_What you have to do_
Rescale everything from the line containing "Report the location of each instance of the plant" down to the end of the records, and give only that part again with the requests included. Multiply every coordinate in the answers by 2.25 and round to whole numbers, with halves rounded up. Leave the requests and their format samples unchanged, and leave the pictures out.

_Records_
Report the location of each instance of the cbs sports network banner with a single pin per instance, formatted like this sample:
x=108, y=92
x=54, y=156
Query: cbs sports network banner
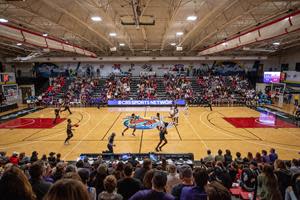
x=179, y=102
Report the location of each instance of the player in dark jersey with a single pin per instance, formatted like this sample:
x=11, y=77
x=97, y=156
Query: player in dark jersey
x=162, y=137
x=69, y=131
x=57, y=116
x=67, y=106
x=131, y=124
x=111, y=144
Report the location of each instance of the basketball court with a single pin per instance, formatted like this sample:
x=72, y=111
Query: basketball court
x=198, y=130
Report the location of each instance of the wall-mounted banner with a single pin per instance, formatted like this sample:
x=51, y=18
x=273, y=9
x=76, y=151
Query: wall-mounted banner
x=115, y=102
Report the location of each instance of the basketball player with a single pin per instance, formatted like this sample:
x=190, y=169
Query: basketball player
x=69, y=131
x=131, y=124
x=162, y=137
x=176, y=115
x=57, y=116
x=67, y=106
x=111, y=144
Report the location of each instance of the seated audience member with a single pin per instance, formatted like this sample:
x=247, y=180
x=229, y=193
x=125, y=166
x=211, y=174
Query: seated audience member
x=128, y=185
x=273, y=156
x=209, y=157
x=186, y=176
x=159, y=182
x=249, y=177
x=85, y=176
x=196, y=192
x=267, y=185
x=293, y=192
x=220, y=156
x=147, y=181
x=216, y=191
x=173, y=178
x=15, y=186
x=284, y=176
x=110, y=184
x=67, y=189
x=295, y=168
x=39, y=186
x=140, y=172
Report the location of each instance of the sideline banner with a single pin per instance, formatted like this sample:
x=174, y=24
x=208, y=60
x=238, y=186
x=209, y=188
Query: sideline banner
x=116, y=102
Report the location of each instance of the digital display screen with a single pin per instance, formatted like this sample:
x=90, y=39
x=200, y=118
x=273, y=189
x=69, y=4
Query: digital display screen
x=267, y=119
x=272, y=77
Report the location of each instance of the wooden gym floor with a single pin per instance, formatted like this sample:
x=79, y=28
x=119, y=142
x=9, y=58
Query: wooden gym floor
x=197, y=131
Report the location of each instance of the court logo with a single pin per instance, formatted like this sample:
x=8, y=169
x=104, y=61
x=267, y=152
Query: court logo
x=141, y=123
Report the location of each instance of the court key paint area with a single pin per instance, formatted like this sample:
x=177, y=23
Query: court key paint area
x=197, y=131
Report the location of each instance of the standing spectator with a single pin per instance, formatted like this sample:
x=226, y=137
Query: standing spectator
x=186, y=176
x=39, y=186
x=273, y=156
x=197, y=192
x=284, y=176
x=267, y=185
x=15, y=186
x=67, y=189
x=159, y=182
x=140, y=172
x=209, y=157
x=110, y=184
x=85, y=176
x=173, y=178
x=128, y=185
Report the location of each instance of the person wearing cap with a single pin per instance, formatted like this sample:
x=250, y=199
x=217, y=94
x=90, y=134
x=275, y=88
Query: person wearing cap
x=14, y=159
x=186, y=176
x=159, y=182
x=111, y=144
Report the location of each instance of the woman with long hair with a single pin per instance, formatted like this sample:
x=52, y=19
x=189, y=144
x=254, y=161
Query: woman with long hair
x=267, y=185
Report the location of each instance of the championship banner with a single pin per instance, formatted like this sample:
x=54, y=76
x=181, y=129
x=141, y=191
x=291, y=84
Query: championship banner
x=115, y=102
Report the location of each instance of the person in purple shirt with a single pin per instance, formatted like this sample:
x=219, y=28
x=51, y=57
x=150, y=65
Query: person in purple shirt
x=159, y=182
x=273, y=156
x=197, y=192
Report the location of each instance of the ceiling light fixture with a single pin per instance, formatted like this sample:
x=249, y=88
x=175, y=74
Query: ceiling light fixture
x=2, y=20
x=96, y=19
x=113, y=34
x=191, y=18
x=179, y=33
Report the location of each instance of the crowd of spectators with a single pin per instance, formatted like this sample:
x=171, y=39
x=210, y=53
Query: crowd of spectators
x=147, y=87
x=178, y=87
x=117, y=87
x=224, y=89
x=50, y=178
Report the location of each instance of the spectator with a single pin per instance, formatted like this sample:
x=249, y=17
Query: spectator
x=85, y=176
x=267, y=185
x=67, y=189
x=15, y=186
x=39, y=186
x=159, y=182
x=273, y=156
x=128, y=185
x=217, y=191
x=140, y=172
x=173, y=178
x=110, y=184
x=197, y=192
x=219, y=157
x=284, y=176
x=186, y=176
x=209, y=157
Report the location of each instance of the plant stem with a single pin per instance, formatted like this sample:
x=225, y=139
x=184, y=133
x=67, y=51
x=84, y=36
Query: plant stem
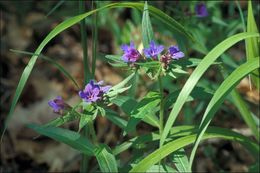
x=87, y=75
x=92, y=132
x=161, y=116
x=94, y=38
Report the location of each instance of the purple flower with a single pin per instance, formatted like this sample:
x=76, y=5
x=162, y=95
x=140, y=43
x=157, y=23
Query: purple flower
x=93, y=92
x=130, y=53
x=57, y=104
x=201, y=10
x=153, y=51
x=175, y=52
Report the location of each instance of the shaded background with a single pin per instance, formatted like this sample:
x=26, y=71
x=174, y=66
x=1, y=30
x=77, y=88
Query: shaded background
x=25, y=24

_Task response_
Report the location of each instance of the plant stem with a single pin per instance, formatted like this sample:
x=225, y=139
x=184, y=133
x=67, y=51
x=84, y=36
Query: plant stem
x=196, y=169
x=207, y=297
x=362, y=261
x=212, y=86
Report the location of each instance of the purple flower with a single pin per instance, formatted like this sample:
x=76, y=5
x=162, y=95
x=140, y=43
x=157, y=23
Query: purple flower
x=209, y=207
x=293, y=119
x=128, y=234
x=452, y=23
x=344, y=115
x=394, y=117
Report the location of each instance of the shaded background with a single pin per instance, formatted like this sample:
x=26, y=71
x=174, y=66
x=1, y=30
x=77, y=88
Query: shaded background
x=56, y=54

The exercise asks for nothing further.